> How to complete this task:
Every line of the material below in which "shown" shows up is to be located and copied.

> Listed records:
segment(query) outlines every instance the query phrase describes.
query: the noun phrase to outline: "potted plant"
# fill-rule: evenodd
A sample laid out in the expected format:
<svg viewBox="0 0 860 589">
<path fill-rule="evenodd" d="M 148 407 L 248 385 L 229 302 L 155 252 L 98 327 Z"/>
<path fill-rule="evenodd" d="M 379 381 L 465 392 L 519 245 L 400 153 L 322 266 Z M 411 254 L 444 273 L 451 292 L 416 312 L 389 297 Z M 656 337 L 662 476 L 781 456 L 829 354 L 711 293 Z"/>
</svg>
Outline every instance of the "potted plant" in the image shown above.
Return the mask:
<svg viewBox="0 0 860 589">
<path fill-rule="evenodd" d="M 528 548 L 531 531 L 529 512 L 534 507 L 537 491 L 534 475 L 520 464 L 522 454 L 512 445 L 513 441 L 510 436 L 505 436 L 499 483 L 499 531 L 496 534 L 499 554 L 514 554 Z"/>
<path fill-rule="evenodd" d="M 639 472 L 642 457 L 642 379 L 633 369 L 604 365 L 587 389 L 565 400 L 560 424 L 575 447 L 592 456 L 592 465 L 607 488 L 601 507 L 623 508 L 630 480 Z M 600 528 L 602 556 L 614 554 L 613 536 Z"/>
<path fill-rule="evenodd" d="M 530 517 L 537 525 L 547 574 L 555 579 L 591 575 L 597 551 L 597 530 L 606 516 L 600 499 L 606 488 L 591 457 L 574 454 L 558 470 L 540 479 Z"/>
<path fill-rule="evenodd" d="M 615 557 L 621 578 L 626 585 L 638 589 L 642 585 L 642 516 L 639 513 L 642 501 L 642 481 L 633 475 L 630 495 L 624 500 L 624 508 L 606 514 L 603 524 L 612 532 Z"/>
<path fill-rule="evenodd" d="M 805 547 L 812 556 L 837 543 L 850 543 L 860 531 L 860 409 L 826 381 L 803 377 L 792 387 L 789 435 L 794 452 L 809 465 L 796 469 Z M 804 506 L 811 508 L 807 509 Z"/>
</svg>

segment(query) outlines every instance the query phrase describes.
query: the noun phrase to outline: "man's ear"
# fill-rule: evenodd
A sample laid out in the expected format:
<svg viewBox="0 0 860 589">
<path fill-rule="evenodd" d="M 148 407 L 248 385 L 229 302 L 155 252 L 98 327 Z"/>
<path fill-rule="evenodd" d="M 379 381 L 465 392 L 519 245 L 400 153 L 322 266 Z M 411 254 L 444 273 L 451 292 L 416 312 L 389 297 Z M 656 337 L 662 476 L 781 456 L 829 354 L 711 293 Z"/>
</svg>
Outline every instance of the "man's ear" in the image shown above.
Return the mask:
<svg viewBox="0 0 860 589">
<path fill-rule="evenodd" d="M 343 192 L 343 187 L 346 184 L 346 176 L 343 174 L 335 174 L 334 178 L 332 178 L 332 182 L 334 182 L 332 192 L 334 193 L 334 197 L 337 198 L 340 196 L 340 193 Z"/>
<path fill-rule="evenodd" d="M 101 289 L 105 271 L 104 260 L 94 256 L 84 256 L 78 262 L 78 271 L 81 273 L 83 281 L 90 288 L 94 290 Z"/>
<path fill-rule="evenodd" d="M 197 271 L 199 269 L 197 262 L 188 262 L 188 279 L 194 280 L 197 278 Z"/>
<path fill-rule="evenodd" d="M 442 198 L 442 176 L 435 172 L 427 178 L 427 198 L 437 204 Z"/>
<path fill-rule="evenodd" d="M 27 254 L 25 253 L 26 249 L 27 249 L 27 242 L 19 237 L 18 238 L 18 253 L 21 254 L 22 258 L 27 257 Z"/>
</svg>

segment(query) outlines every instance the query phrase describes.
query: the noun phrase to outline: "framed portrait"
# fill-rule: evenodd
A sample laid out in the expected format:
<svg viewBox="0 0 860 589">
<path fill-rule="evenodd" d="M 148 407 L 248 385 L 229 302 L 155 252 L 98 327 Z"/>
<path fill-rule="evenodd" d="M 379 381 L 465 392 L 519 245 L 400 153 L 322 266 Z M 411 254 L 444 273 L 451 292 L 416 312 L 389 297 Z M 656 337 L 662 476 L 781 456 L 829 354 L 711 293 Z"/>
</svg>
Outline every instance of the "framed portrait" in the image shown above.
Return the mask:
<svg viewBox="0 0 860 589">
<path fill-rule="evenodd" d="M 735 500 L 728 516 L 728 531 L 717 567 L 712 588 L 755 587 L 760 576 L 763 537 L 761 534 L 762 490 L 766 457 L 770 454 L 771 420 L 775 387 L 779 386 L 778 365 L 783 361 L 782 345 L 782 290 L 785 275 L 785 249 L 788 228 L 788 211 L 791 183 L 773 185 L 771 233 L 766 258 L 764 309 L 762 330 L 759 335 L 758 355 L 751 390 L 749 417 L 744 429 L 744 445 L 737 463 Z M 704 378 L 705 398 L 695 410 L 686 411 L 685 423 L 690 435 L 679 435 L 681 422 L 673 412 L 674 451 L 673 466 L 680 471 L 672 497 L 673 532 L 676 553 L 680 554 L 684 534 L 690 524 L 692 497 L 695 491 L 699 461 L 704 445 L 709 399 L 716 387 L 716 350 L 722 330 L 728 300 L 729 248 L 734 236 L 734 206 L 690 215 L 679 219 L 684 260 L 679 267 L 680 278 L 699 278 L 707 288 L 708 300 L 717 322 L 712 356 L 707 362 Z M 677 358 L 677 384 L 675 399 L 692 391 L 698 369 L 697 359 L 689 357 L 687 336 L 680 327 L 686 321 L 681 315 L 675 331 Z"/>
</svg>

> Solution for this problem:
Outline every instance of the "potted plant" in the image shown above.
Outline every instance of the "man's ear" in the image shown above.
Outline every instance of the "framed portrait" in the image shown above.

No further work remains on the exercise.